Raw records:
::::::::

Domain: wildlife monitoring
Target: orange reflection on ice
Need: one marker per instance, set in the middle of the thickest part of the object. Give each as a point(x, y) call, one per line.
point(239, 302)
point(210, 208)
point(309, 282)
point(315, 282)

::::::::

Set task -> Arrange these records as a numbered list, omitting any blank lines.

The solution ->
1. Domain: wildlife monitoring
2. Target: orange reflection on ice
3. Need: one marker per instance, set in the middle of the thickest part of the object. Give each as a point(x, y) call, one per line.
4. point(239, 302)
5. point(210, 208)
6. point(309, 282)
7. point(315, 282)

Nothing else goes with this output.